- _Esercizio assegnato_: Prosegui il brano sui rapporti tra la Banca d'Italia, Tremonti e Draghi dal punto in cui si interrompe.

Da un lato, quindi, la Banca d'Italia conta meno di prima. Dall'altro però è influente e ascoltata, certo più di prima. Fatto sta che la banca centrale è il bersaglio preferito, insieme alla categoria degli economisti, di Giulio Tremonti. Il ministro dell'Economia, che peraltro proprio martedì ha annunciato in modo solenne il sostegno suo e del governo alla candidatura Draghi alla Bce, non ha perso occasione per punzecchiare il governatore in pubblico, come è accaduto al G-7 in Canada o dopo il discorso al Forex. Ma soprattutto ha fatto di tutto per restituire al suo ministero funzioni che prima erano competenza della banca centrale. «Il ruolo dei prefetti nella disciplina dei Tremonti bond e la vigilanza sul massimo scoperto affidata al Tesoro sono gli esempi più vistosi», sintetizza un influente banchiere. I prefetti devono verificare che i finanziamenti delle banche alle imprese non rallentino: è la contropartita "politica" alla ciambella di salvataggio che il governo ha messo a disposizione delle banche con le obbligazioni ibride (utilizzate però solo da quattro istituti). Il Tesoro deve invece controllare che la commissione sul massimo scoperto, abolita per legge, non venga reintrodotta dalle banche sotto altre forme.
A Tremonti non piace che le banche, uscite dalla crisi finanziaria meglio di quelle degli altri paesi, abbiano ripreso a fare profitti ma concedano credito con molta cautela perché temono le insolvenze delle aziende che aumentano nelle fasi recessive. E vuole avere gli strumenti per tenerle sotto pressione.
Draghi, a sua volta, non è stato tenero con le banche: all'assemblea dell'Abi del luglio scorso e alla Giornata del risparmio in ottobre ha usato un tono e un linguaggio inconsuetamente ruvido nel sottolineare i difetti del sistema. Ma più che invitare i banchieri a fare il loro mestiere recuperando quella capacità di selezione delle imprese che è stata abbandonata per far posto ad automatismi non sempre efficaci, non può fare.

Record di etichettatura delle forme

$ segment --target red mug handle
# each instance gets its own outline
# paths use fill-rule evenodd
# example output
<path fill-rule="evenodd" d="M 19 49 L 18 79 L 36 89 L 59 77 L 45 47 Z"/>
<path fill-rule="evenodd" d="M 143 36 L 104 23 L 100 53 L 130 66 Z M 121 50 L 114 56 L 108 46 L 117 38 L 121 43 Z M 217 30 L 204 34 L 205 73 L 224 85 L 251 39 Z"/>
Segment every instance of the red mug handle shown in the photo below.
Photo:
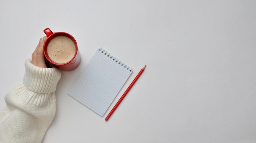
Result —
<path fill-rule="evenodd" d="M 50 29 L 49 28 L 45 28 L 45 29 L 44 30 L 44 32 L 45 33 L 47 37 L 51 36 L 51 35 L 53 34 L 52 31 L 51 29 Z"/>

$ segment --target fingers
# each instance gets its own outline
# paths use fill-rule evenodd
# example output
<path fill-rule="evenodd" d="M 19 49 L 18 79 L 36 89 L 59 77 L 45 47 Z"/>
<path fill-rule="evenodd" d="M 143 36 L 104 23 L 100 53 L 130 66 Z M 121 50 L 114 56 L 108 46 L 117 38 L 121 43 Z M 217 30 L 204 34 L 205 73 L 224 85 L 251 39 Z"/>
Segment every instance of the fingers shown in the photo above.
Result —
<path fill-rule="evenodd" d="M 46 37 L 46 38 L 47 37 Z M 47 67 L 45 61 L 45 56 L 43 53 L 43 45 L 45 37 L 40 38 L 39 42 L 32 54 L 31 63 L 34 65 L 42 67 Z"/>

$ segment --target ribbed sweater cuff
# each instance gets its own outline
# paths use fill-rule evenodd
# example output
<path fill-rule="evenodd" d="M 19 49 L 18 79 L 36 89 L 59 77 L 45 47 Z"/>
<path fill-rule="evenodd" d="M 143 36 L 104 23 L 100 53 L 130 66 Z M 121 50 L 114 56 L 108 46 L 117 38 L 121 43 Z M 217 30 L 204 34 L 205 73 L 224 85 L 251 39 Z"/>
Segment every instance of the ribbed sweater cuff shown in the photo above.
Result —
<path fill-rule="evenodd" d="M 29 59 L 25 62 L 25 71 L 23 82 L 30 91 L 42 93 L 50 93 L 56 90 L 61 72 L 55 68 L 36 66 Z"/>

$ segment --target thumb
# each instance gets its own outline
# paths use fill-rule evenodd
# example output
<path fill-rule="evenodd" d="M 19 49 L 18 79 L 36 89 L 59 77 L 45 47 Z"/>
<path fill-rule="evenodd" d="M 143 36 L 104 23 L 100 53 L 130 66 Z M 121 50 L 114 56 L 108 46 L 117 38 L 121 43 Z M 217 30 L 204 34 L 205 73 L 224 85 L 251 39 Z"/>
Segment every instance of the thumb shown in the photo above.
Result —
<path fill-rule="evenodd" d="M 39 42 L 32 54 L 32 63 L 36 66 L 47 67 L 45 62 L 45 56 L 43 54 L 43 44 L 44 41 L 42 38 L 40 38 Z"/>

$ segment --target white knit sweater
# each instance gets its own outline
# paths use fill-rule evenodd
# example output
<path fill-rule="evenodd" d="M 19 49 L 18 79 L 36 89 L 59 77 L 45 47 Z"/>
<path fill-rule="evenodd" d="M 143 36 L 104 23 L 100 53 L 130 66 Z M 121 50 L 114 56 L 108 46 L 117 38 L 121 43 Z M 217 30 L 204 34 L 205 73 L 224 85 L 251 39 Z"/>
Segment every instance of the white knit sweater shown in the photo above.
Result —
<path fill-rule="evenodd" d="M 56 108 L 55 91 L 61 72 L 25 62 L 23 82 L 5 96 L 0 113 L 0 143 L 41 143 Z"/>

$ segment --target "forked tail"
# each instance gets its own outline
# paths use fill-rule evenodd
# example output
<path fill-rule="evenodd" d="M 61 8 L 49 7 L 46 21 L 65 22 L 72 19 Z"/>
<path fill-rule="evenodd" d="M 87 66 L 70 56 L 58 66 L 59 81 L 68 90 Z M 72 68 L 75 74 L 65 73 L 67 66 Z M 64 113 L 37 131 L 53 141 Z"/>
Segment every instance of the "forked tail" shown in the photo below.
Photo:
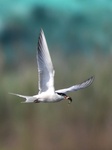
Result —
<path fill-rule="evenodd" d="M 33 96 L 25 96 L 25 95 L 20 95 L 20 94 L 15 94 L 15 93 L 9 93 L 9 94 L 25 98 L 26 100 L 22 103 L 31 103 L 31 102 L 34 102 L 34 100 L 36 100 L 36 98 Z"/>

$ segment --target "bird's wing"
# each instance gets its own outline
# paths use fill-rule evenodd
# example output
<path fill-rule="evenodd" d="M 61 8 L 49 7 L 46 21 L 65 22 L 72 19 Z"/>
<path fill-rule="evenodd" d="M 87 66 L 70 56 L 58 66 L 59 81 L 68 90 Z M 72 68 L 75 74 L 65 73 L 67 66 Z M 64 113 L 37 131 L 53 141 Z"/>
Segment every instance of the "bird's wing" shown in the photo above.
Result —
<path fill-rule="evenodd" d="M 57 90 L 56 92 L 67 93 L 67 92 L 73 92 L 73 91 L 77 91 L 80 89 L 84 89 L 84 88 L 88 87 L 89 85 L 91 85 L 93 80 L 94 80 L 94 77 L 92 76 L 89 79 L 87 79 L 86 81 L 82 82 L 81 84 L 77 84 L 77 85 L 71 86 L 66 89 L 60 89 L 60 90 Z"/>
<path fill-rule="evenodd" d="M 39 93 L 47 90 L 54 91 L 54 69 L 49 54 L 47 42 L 41 29 L 37 47 L 37 65 L 39 78 Z"/>

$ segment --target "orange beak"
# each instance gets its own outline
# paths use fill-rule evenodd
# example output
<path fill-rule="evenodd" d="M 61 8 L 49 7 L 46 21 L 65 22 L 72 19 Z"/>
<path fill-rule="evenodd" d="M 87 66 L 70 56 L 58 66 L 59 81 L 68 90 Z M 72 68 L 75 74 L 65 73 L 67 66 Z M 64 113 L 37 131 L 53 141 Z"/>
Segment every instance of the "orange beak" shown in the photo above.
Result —
<path fill-rule="evenodd" d="M 69 103 L 71 103 L 71 102 L 72 102 L 72 98 L 71 98 L 71 97 L 69 97 L 69 96 L 66 96 L 66 97 L 65 97 L 65 99 L 69 100 Z"/>

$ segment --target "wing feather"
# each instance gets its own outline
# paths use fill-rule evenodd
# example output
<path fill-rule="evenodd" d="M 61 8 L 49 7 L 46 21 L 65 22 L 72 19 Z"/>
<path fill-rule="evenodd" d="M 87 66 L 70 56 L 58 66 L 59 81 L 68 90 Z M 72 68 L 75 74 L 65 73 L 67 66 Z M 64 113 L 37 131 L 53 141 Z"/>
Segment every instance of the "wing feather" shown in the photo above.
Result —
<path fill-rule="evenodd" d="M 42 29 L 38 39 L 37 65 L 39 93 L 47 90 L 54 91 L 54 69 Z"/>
<path fill-rule="evenodd" d="M 56 92 L 67 93 L 67 92 L 74 92 L 74 91 L 77 91 L 80 89 L 84 89 L 84 88 L 88 87 L 89 85 L 91 85 L 93 80 L 94 80 L 94 77 L 92 76 L 89 79 L 87 79 L 86 81 L 82 82 L 81 84 L 77 84 L 77 85 L 71 86 L 66 89 L 60 89 L 60 90 L 57 90 Z"/>

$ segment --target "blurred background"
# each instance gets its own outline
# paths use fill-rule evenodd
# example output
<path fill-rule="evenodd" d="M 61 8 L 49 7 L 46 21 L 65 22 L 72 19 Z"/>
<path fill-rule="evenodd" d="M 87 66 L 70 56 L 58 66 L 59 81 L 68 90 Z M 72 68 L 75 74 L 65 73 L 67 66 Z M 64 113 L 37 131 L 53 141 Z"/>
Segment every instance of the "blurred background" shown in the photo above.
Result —
<path fill-rule="evenodd" d="M 56 89 L 95 76 L 73 102 L 21 104 L 38 93 L 43 28 Z M 0 0 L 0 150 L 112 149 L 112 1 Z"/>

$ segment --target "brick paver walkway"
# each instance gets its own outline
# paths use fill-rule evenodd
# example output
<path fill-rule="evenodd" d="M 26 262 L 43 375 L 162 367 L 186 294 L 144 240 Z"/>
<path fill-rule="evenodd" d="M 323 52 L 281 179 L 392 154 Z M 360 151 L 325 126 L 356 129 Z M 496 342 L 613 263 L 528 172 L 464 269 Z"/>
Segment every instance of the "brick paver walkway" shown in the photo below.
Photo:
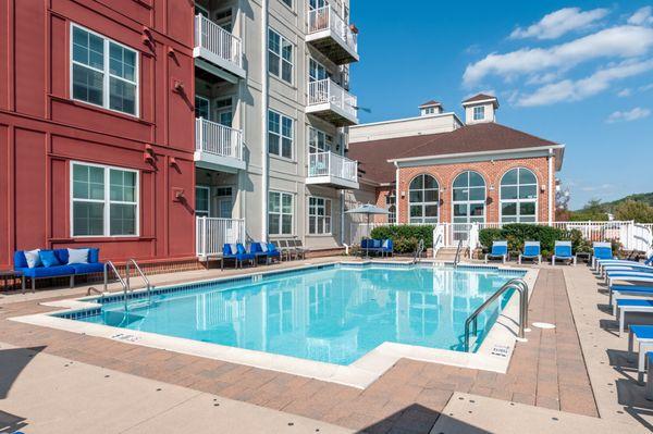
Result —
<path fill-rule="evenodd" d="M 7 321 L 46 310 L 33 301 L 0 307 L 0 342 L 366 432 L 428 433 L 454 392 L 597 416 L 564 276 L 555 269 L 540 271 L 529 320 L 556 328 L 533 327 L 507 374 L 402 359 L 365 390 Z"/>

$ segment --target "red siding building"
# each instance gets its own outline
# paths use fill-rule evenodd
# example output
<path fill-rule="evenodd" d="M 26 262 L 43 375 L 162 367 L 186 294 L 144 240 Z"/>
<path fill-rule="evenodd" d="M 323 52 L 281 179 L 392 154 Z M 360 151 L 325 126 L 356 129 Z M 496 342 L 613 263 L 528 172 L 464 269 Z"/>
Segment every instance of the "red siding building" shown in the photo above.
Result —
<path fill-rule="evenodd" d="M 0 268 L 75 246 L 195 262 L 193 15 L 0 0 Z"/>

- _Risultato dell'esercizio_:
Ma il risultato di tutto questo è che la Banca d'Italia, cui non mancano certo competenza e autorevolezza, è di fatto emarginata dal dibattito sulle scelte di politica economica. E non viene coinvolta nelle sedi tecniche in cui le politiche si elaborano. I suoi contributi restano lettera morta, come è successo all'eccellente seminario sul Mezzogiorno organizzato in via Nazionale alla fine di novembre. Il che, considerato il mediocre livello delle strutture tecniche dei ministeri, è un vero spreco.
La Consob vive da due anni in uno stato di quasi paralisi dovuto al rinnovo del suo vertice. Il presidente Lamberto Cardia è infatti riuscito, nella primavera del 2008, a far approvare dal parlamento una leggina bipartisan che ha prolungato di due anni il suo mandato.
Con una commissione spesso divisa, la Consob si muove un po' a scatti. Segue una linea in generale condivisibile: stringere i bulloni su alcune questioni, come le manipolazioni del mercato, e allentarli su altre, come i costi che gravano sulle società quotate. E teorizza sempre la contendibilità del controllo come miglior stimolo all'efficienza delle imprese. Poi però alle parole non sempre seguono i fatti. Anzi. Durante la crisi è stato proprio Cardia a suggerire al governo e al parlamento di introdurre norme a difesa delle principali società italiane il cui valore di borsa era precipitato a livelli molto bassi, rendendole assai appetibili agli occhi di potenziali scalatori.